● **Source excerpt**:
▶
# Breakdown
Tactics Board: Ruthless Ireland show extra attacking intent and blow minnows Georgia away
Shane Keegan looks at the senior women’s team’s record-breaking performance at Tallaght Stadium.


BEFORE ANALYSING THIS Women’s World Cup qualifier, it’s worth applying some context to the result.

Georgia are not a good side. They are ranked 123 in the Fifa rankings and were always going to finish bottom of a group that is, aside from them, very competitive.

That said, the ruthless nature of this performance has to be given substantial credit. For all of Georgia’s flaws, they had only conceded a combined total of 9 goals in their three qualifying matches, so to score 11 in one game is a considerable achievement.

So how did Ireland do it?

Change of shape as Ireland rack up record score

katie-mccabe-is-congratulated-by-team-mates-after-scoring-her-second-goal Morgan Treacy / INPHO The Ireland players celebrating a goal. Morgan Treacy / INPHO / INPHO

Vera Pauw made four changes in personnel to her starting eleven with Diane Caldwell, Ruesha Littlejohn, Jessica Ziu and Kyra Carusa all coming into the side.

She also changed the shape but without departing from her favoured approach of three centre-halves. They remained, as did the wing-backs, but the middle of the field now saw a ‘box four’ with one central striker in front of them.
◀
● **What this exercise asks**:
A) From the match analysis, copy the passage starting with "That said, the" and going on through "into the side.".
B) Continue the match analysis of Ireland's win over Georgia from its last sentence.

● **Provided data**:
▶
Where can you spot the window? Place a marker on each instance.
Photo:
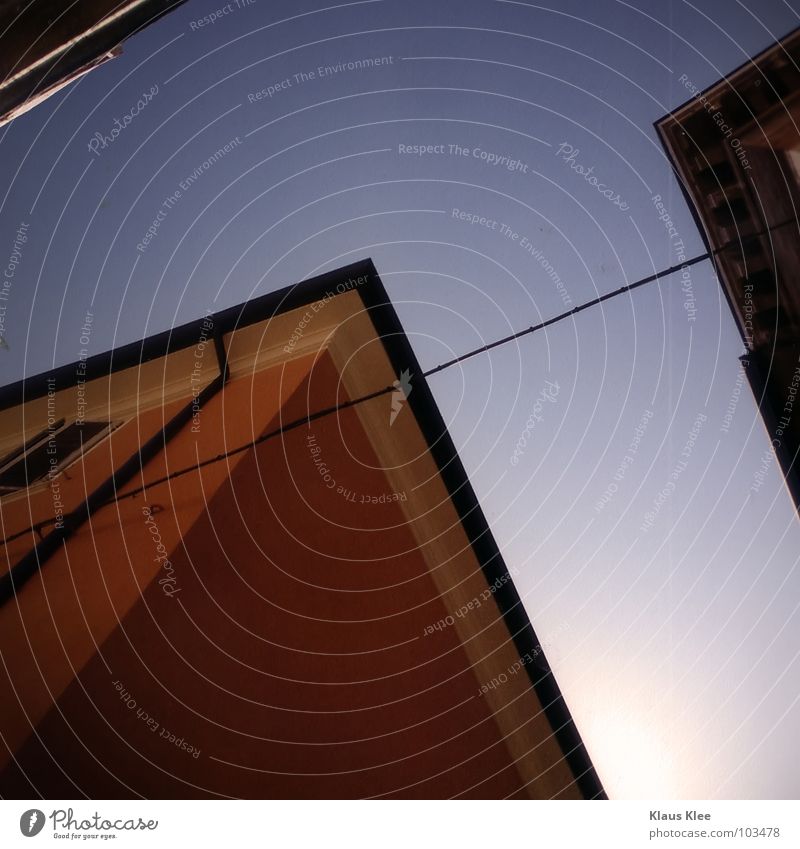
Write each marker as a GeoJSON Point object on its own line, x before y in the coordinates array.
◀
● **Task answers**:
A)
That said, the ruthless nature of this performance has to be given substantial credit. For all of Georgia’s flaws, they had only conceded a combined total of 9 goals in their three qualifying matches, so to score 11 in one game is a considerable achievement.

So how did Ireland do it?

Change of shape as Ireland rack up record score

katie-mccabe-is-congratulated-by-team-mates-after-scoring-her-second-goal Morgan Treacy / INPHO The Ireland players celebrating a goal. Morgan Treacy / INPHO / INPHO

Vera Pauw made four changes in personnel to her starting eleven with Diane Caldwell, Ruesha Littlejohn, Jessica Ziu and Kyra Carusa all coming into the side.

B)
The formation change is likely to have ben prompted by Ireland’s lack of control of possession in last week’s disappointing draw at home to Slovakia.

By positioning Lucy Quinn as a second ten in this game, rather than playing her as an out-and-out forward as she had done previously, it gave the team an extra body in the creative phase of the build-up.

Early in the game, and already one-nil up, we see a great example of Ireland’s new shape.

As Denise O’Sullivan gets on the ball, we can clearly see the shape of the central midfield four. More importantly though, take a look at the positions of the wing-backs.

McCabe and Ziu are almost in line with centre forward Carusa and are both looking for the ball to go to them so that they can attack.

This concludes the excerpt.